» PROBLEM STATEMENT
Return, with no changes, the lines from the one containing "For every instance of the barred" through the final line below, including both.

* * * *

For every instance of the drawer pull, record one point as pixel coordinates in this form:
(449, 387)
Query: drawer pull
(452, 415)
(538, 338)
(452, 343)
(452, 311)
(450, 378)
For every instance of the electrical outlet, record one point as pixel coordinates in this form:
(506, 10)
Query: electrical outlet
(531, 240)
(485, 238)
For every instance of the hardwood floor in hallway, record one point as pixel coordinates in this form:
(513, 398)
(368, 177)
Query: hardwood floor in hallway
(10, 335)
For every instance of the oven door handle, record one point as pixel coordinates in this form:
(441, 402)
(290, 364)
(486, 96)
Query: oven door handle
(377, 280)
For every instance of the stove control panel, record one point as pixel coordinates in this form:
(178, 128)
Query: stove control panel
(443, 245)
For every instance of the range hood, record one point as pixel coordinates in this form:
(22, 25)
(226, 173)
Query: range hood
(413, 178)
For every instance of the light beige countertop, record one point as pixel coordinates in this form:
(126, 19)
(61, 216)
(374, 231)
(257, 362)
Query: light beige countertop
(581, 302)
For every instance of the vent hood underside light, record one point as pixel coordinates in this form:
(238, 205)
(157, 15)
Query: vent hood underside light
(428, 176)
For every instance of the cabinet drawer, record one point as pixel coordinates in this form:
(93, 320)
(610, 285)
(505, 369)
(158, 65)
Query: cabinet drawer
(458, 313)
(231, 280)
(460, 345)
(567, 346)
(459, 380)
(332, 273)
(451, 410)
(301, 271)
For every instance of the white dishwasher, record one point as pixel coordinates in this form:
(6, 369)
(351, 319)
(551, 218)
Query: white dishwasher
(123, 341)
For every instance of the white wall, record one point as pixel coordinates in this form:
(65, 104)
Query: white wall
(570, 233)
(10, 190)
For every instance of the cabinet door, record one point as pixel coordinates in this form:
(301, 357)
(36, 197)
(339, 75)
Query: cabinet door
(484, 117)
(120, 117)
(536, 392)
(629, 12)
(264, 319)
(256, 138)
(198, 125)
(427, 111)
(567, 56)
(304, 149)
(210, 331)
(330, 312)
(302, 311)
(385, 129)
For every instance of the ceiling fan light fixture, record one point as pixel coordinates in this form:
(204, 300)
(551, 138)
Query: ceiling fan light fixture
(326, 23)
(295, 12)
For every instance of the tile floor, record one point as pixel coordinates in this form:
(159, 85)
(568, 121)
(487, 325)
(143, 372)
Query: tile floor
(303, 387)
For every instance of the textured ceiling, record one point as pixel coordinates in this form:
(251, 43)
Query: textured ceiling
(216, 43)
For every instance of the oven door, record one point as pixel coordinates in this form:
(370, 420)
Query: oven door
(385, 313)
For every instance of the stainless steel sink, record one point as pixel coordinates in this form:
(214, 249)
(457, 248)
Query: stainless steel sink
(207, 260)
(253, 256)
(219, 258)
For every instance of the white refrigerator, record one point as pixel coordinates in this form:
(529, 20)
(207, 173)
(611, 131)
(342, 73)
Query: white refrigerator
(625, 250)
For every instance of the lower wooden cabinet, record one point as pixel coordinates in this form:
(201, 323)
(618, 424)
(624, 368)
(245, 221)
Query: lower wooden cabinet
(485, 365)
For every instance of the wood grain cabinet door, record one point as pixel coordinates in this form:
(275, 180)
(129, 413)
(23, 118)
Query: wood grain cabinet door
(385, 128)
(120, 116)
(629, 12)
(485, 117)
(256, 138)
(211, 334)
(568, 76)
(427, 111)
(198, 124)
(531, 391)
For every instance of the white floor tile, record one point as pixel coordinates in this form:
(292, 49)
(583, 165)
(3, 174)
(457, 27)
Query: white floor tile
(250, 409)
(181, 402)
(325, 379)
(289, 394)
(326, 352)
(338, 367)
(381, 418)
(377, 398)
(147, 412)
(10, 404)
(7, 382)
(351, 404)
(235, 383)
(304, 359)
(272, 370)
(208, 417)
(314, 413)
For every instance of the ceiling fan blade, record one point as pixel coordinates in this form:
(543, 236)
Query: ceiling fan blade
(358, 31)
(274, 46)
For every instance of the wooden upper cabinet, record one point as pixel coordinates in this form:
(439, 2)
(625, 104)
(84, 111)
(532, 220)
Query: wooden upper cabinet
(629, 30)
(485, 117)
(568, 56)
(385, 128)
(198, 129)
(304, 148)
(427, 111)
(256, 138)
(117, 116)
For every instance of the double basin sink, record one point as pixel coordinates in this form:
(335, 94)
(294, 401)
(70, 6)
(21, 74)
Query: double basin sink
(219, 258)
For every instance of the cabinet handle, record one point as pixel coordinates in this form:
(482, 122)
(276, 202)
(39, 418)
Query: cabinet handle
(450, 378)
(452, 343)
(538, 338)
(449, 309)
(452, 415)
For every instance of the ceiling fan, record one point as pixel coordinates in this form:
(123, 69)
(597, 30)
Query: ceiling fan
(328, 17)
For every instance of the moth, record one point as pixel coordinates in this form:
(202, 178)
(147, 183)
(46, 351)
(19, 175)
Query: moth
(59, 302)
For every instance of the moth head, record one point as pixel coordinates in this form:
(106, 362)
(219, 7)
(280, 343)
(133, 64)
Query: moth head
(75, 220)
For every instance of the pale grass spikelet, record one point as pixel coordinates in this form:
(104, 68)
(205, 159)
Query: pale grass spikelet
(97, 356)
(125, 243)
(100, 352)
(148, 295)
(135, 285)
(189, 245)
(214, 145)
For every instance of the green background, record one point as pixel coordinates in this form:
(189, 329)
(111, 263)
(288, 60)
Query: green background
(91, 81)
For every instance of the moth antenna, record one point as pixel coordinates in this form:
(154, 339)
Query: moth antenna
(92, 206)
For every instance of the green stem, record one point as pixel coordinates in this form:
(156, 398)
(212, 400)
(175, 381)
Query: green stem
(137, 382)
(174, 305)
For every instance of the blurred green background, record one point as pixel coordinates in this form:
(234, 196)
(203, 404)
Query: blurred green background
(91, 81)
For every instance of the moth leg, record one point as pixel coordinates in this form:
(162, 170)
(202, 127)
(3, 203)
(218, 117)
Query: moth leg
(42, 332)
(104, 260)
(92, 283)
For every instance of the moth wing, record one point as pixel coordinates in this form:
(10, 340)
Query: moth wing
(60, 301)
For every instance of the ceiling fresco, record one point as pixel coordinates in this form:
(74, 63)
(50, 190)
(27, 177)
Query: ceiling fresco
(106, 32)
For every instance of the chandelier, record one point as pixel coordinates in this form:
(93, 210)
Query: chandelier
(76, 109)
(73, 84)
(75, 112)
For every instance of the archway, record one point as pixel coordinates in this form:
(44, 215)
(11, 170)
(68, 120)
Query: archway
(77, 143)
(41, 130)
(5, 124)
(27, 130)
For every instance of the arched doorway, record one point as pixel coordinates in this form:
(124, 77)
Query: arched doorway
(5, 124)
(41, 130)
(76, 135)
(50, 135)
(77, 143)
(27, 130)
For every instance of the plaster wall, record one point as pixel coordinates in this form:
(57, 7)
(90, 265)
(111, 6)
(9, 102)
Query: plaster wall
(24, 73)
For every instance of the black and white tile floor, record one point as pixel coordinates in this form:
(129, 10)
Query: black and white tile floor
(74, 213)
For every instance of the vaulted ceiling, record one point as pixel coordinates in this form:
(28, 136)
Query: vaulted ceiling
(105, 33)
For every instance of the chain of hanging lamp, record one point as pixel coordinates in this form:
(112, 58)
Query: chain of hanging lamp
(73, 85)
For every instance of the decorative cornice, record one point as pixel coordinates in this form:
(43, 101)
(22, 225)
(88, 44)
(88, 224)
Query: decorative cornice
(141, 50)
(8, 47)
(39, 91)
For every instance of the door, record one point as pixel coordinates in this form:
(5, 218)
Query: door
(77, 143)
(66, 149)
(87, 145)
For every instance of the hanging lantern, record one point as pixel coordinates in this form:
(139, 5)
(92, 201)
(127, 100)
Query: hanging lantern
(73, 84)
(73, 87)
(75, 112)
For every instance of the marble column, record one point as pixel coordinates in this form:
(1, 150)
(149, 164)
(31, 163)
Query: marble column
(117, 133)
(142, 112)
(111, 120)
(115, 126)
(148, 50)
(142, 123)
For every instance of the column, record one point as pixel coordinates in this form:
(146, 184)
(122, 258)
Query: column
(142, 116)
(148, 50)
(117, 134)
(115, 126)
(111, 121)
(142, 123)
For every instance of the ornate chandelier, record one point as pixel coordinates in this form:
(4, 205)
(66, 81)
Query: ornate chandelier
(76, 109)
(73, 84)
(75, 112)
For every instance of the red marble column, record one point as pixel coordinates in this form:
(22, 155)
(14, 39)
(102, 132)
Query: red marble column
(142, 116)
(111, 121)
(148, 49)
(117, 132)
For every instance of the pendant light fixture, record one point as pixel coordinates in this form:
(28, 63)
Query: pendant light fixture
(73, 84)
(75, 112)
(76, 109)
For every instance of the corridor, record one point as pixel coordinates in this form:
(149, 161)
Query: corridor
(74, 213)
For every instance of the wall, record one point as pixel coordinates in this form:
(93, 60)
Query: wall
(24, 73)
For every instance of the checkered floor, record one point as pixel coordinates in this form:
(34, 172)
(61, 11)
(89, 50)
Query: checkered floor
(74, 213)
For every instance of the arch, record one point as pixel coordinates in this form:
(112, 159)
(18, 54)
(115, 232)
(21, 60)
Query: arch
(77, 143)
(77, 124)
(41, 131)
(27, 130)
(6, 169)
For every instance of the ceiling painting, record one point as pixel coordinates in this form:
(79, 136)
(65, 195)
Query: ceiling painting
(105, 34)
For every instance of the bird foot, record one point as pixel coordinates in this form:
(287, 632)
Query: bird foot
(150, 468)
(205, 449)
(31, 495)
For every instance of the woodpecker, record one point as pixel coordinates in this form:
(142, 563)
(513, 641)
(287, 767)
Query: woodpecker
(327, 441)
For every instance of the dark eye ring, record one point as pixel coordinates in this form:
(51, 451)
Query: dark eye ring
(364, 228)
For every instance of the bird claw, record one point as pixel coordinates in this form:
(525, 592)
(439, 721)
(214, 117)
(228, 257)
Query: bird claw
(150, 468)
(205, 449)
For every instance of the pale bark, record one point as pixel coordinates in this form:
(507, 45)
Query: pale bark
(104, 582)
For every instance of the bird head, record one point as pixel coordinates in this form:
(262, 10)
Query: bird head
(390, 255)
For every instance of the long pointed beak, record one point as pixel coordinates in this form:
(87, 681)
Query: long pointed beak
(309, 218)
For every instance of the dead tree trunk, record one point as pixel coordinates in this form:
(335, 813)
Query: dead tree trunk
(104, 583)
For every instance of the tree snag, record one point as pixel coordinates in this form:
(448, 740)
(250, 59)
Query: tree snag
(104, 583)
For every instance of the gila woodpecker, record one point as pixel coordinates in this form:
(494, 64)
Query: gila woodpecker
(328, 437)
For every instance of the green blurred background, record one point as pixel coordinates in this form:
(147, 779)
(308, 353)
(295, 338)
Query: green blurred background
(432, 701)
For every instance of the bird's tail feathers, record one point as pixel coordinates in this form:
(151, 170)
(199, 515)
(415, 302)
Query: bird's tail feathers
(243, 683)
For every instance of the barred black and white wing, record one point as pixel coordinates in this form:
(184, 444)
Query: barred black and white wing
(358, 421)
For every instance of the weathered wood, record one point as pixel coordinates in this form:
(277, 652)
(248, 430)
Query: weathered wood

* * * *

» OUTPUT OF THE TASK
For every instance of the barred black and white wing, record one point as pixel coordinates in this form:
(184, 444)
Query: barred black and white wing
(358, 421)
For every instance of the weathered wood, record one point as pixel coordinates in this form:
(277, 652)
(248, 430)
Query: weathered wood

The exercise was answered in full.